Instrução A
Como fica em inglês esta frase do relato "Aprendi vendo": "Eram animais bravios, xucros e violentos só dominados pelos treinados cães do matadouro."?
Instrução B
Transcreva do relato "Aprendi vendo" o trecho que vai de "Na medida em" até "esvaia aos borbotões.".
Instrução C
No relato "Aprendi vendo", a quem pertencia o matadouro onde se via o abate dos animais?

Texto para leitura
────────────────

Páginas

segunda-feira, 6 de maio de 2013

Aprendi vendo



Quando ainda garoto, penso, tinha não mais de 10 anos.
Garoto, o mais velho de uma família que se tornou numerosa, era o encarregado quase que diariamente a ir no açougue, buscar os pedaços que minha mãe pedia.
Também era comum depois da escola correr pelas estradas, ruas e vielas do Bairro e não raro, ou quase sempre me deparava no matadouro do Sr. Miguel Napoli e via o abate dos animais que vinham quase sempre da região serrana, descendo a Serra da Veneza, então Distrito de Criciúma.
Eram animais bravios, xucros e violentos só dominados pelos treinados cães do matadouro.
Certo dia presenciei um boi de carro, portanto manso, sendo levado para o brete por um peão do açougue.
Ao contrário dos demais ia lentamente, mas tranqüilo sem opor resistência.
Na medida em que adentrava pelo corredor da morte, aquele animal deixou derramar lágrimas dos seus olhos, cabisbaixo, trôpego, era violentado pela tríade de ferro sobre o seu lombo, cada espetada dava um ou dois passos a frente em direção ao sacrifício.
No local do abate, orelha caída, aceitava passivamente o desfecho, uma estocada com uma adaga fina na jugular sobre a veia aorta e aos poucos a vida foi deixando-lhe o corpo pelo sangue que se esvaia aos borbotões.
Não deixou de chorar, desde o primeiro momento sabia que ia morrer de uma forma violenta e sem contemplação, aos poucos foi dobrando os joelhos sem um mugido, seus joelhos suportaram o corpanzil ainda por um tempo, até que seus oitocentos quilos esparramaram-se na laje fria, seu último espasmo foi uma lágrima sofrida entre as pálpebras que não se fecharam e parece contemplava a vida que se esvaia.

────────────────

Dados coletados
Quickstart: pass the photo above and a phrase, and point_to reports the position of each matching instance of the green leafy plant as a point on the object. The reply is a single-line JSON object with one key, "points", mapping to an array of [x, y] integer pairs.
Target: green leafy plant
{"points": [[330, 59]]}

────────────────

Resposta correta A
They were wild, untamed, and violent animals, subdued only by the slaughterhouse's trained dogs.

Resposta correta B
Na medida em que adentrava pelo corredor da morte, aquele animal deixou derramar lágrimas dos seus olhos, cabisbaixo, trôpego, era violentado pela tríade de ferro sobre o seu lombo, cada espetada dava um ou dois passos a frente em direção ao sacrifício.
No local do abate, orelha caída, aceitava passivamente o desfecho, uma estocada com uma adaga fina na jugular sobre a veia aorta e aos poucos a vida foi deixando-lhe o corpo pelo sangue que se esvaia aos borbotões.

Resposta correta C
Ao Sr. Miguel Napoli.